◆ PROBLEMA ◆
Reescreva as linhas de todos os dados, trocando "rough mask" por "coarse mask" e mantendo todo o resto inalterado.

◆ DADOS DA TAREFA ◆
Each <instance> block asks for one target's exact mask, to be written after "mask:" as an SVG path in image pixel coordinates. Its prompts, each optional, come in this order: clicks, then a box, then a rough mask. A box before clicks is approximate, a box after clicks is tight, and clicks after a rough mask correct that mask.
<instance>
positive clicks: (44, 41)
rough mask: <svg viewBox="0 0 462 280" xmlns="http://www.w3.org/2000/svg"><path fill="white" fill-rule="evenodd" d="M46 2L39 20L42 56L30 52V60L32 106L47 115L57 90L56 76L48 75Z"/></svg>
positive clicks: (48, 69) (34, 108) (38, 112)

◆ SOLUÇÃO PROPOSTA ◆
Each <instance> block asks for one target's exact mask, to be written after "mask:" as an SVG path in image pixel coordinates. Its prompts, each optional, come in this order: clicks, then a box, then a coarse mask. A box before clicks is approximate, a box after clicks is tight, and clicks after a coarse mask correct that mask.
<instance>
positive clicks: (44, 41)
coarse mask: <svg viewBox="0 0 462 280" xmlns="http://www.w3.org/2000/svg"><path fill="white" fill-rule="evenodd" d="M46 2L39 20L42 56L30 52V60L32 106L47 115L57 90L56 76L48 75Z"/></svg>
positive clicks: (48, 69) (34, 108) (38, 112)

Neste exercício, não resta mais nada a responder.